### Given records
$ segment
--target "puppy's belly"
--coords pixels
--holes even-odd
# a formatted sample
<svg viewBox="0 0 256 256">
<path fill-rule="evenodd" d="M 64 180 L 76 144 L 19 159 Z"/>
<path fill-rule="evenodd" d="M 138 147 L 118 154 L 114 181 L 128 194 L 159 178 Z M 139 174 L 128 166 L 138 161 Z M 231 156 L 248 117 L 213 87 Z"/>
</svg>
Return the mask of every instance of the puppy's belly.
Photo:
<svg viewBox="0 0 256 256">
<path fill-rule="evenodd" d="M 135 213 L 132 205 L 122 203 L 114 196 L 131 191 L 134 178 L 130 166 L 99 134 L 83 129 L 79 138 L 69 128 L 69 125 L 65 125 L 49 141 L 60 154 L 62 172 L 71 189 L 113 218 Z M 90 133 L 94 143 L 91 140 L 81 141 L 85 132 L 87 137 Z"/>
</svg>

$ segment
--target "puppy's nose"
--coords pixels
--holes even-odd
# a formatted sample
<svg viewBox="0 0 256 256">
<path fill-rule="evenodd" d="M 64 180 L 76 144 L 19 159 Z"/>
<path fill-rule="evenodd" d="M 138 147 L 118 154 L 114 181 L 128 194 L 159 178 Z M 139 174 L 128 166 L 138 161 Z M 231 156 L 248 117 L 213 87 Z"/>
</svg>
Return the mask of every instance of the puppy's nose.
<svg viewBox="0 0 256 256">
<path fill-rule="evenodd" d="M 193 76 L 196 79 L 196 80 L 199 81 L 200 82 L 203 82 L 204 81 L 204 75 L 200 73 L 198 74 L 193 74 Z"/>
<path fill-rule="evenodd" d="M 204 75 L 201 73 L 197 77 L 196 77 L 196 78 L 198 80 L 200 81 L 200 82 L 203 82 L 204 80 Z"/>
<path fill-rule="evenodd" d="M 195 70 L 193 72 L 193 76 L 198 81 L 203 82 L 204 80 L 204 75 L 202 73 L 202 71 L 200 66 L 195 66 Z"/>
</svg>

### Aim of the task
Reproduce every line of the material above without changing anything.

### Solution for this exercise
$ segment
--target "puppy's belly"
--coords pixels
--holes even-odd
# a formatted sample
<svg viewBox="0 0 256 256">
<path fill-rule="evenodd" d="M 64 180 L 76 144 L 19 159 Z"/>
<path fill-rule="evenodd" d="M 138 147 L 118 154 L 114 181 L 128 194 L 159 178 Z M 139 174 L 128 166 L 138 161 Z M 231 156 L 248 117 L 213 87 Z"/>
</svg>
Return the mask of every instance of the puppy's belly.
Photo:
<svg viewBox="0 0 256 256">
<path fill-rule="evenodd" d="M 135 213 L 132 205 L 122 203 L 114 196 L 131 191 L 134 178 L 130 166 L 99 134 L 83 129 L 79 138 L 69 128 L 69 125 L 65 125 L 49 141 L 60 154 L 62 172 L 71 189 L 113 218 Z M 90 133 L 94 143 L 91 140 L 81 141 L 85 132 L 87 137 Z"/>
</svg>

$ segment
--target "puppy's nose"
--coords pixels
--holes even-odd
# a formatted sample
<svg viewBox="0 0 256 256">
<path fill-rule="evenodd" d="M 64 180 L 76 144 L 19 159 Z"/>
<path fill-rule="evenodd" d="M 138 147 L 118 154 L 114 181 L 128 194 L 159 178 Z M 139 174 L 128 166 L 138 161 Z M 231 156 L 248 117 L 213 87 Z"/>
</svg>
Return the mask of every instance of the puppy's nose.
<svg viewBox="0 0 256 256">
<path fill-rule="evenodd" d="M 193 76 L 196 79 L 196 80 L 199 81 L 200 82 L 203 82 L 204 81 L 204 75 L 200 73 L 198 74 L 193 74 Z"/>
<path fill-rule="evenodd" d="M 204 75 L 201 73 L 197 77 L 196 77 L 196 78 L 198 80 L 200 81 L 200 82 L 203 82 L 204 80 Z"/>
<path fill-rule="evenodd" d="M 195 70 L 193 72 L 193 76 L 198 81 L 203 82 L 204 80 L 204 75 L 202 73 L 202 71 L 200 66 L 195 66 Z"/>
</svg>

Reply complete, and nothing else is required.